### Goal
Your task is to print all of the material verbatim.

[Stored items from a collection]
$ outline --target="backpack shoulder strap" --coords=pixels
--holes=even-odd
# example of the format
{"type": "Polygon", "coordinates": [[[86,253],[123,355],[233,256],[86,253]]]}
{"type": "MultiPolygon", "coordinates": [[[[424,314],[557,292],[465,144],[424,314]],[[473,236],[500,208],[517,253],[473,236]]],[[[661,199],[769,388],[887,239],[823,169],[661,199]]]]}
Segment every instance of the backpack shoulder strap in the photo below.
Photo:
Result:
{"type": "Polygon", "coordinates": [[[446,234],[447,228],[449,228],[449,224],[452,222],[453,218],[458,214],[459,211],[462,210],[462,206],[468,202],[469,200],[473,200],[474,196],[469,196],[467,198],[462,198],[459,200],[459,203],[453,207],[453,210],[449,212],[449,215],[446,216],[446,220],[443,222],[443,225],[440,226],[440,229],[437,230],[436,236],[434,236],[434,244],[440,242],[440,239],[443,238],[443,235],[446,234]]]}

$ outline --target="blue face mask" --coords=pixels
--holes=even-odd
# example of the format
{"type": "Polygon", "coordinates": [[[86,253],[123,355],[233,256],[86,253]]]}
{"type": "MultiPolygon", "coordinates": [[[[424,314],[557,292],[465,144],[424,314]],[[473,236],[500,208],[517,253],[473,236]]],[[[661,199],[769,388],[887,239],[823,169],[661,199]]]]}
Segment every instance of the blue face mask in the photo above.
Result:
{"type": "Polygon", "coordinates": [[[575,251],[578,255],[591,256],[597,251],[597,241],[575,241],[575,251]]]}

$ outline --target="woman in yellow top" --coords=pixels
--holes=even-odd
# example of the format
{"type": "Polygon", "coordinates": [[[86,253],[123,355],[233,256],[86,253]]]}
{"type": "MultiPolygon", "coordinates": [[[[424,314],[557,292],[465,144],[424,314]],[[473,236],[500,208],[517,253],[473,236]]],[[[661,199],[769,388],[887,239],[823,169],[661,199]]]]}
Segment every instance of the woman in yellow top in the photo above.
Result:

### Written reply
$ outline --target="backpack shoulder strap" --coords=pixels
--holes=even-odd
# example of the format
{"type": "Polygon", "coordinates": [[[86,253],[123,355],[233,256],[86,253]]]}
{"type": "MultiPolygon", "coordinates": [[[[424,314],[557,292],[465,144],[424,314]],[[473,236],[500,208],[517,253],[473,236]]],[[[661,199],[769,388],[887,239],[823,169],[661,199]]]]}
Segment every instance of the backpack shoulder strap in the photo below.
Photo:
Result:
{"type": "Polygon", "coordinates": [[[446,234],[447,228],[449,228],[449,224],[452,222],[453,218],[458,214],[459,211],[462,210],[462,206],[468,202],[469,200],[473,200],[474,196],[469,196],[467,198],[462,198],[459,200],[459,203],[453,207],[453,210],[449,212],[449,215],[446,216],[446,220],[443,222],[443,225],[440,226],[440,229],[437,230],[436,236],[434,236],[434,244],[440,242],[440,239],[443,238],[443,235],[446,234]]]}

$ outline --target="blue face mask" --coords=pixels
--holes=even-odd
# example of the format
{"type": "Polygon", "coordinates": [[[86,253],[123,355],[233,256],[86,253]]]}
{"type": "MultiPolygon", "coordinates": [[[[424,314],[557,292],[465,144],[424,314]],[[473,236],[500,208],[517,253],[473,236]]],[[[661,199],[769,388],[887,239],[823,169],[661,199]]]]}
Segment every instance of the blue face mask in the photo above.
Result:
{"type": "Polygon", "coordinates": [[[575,251],[578,255],[591,256],[597,251],[597,241],[575,241],[575,251]]]}

$ outline --target="woman in yellow top" --coords=pixels
--holes=even-odd
# example of the format
{"type": "Polygon", "coordinates": [[[86,253],[123,355],[233,256],[86,253]]]}
{"type": "MultiPolygon", "coordinates": [[[[424,314],[557,292],[465,144],[424,314]],[[473,236],[500,208],[517,253],[473,236]]],[[[661,199],[769,388],[887,239],[823,169],[661,199]]]]}
Segment every instance of the woman in yellow top in the photo above.
Result:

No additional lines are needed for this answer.